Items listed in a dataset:
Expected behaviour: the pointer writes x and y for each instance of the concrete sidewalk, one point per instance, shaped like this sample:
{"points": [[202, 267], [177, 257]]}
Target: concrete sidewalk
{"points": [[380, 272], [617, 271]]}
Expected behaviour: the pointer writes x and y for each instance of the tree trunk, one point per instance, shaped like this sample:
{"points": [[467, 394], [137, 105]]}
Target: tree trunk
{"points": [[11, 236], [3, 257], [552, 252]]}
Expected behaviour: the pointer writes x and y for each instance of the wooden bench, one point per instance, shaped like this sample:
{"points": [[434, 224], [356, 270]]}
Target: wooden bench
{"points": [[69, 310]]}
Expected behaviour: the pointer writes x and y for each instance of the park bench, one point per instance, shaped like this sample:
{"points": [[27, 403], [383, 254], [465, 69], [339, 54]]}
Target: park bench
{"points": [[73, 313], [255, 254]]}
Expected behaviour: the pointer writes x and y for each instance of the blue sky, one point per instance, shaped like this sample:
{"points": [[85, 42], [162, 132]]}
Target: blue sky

▶ _Aim_: Each entry must be reproduced verbatim.

▶ _Output below_:
Expected behaviour: the pointer writes x and y for each instance of the concrete sidewalk, one point per instance, shaped like this sample:
{"points": [[202, 267], [177, 257]]}
Target: concrete sidewalk
{"points": [[380, 272], [617, 271]]}
Expected behaviour: the pointer writes x and y for each instance of the tree trunk, one point per instance, shaped like this sample:
{"points": [[467, 394], [137, 105]]}
Target: tree trunk
{"points": [[11, 236], [3, 257], [552, 252]]}
Expected behaviour: the pointer writes x and y for each instance of the wooden bench, one point per instance, shaped like this sample:
{"points": [[434, 224], [356, 270]]}
Target: wooden bench
{"points": [[69, 310]]}
Expected behaviour: the pointer writes x and y for each instance of the park bench, one point per instance, shaped like this sample:
{"points": [[27, 403], [383, 254], [465, 69], [339, 54]]}
Target: park bench
{"points": [[73, 313], [255, 254]]}
Expected behaviour: the pointer writes x and y for each instance of the blue sky, one point per instance, shaped like this sample:
{"points": [[85, 42], [162, 132]]}
Target: blue sky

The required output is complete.